| Given problem |
Rescale every coordinate in the answers of all the items below by a factor of 0.3, rounding each result to the nearest whole number with halves rounded up. Reproduce every line, requests included, and leave the requests unchanged.

| Dataset records |
-=-=-=-=-

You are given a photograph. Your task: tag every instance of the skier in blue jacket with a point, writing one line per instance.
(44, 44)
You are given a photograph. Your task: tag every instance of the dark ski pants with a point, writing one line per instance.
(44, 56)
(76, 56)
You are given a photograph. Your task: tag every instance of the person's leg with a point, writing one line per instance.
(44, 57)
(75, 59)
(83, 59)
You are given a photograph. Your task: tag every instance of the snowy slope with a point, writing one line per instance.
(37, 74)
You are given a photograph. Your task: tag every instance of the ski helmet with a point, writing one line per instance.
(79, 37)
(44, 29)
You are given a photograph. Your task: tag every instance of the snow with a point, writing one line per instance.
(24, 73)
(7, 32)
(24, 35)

-=-=-=-=-

| Expected answer |
You are given a photograph. Your task: tag every instance of the skier in blue jacket with a point, writing one line per instance.
(13, 13)
You are given a photograph. Your task: tag every instance of the dark ski pants with a point, writing one line per instance.
(13, 17)
(23, 17)
You are given a photograph. Your task: tag every instance of the person's leg with a point, writing one line per instance.
(13, 17)
(23, 18)
(25, 18)
You are given a photograph. Your task: tag every instance of the snowy slope with a point, writing one line per instance.
(11, 22)
You are given a photograph. Your task: tag every instance of the ski helmet with a point, writing one line per instance.
(24, 11)
(13, 9)
You are given a photograph. Your task: tag every instance of the snow with a point, writing one line per instance.
(7, 22)
(2, 10)
(7, 11)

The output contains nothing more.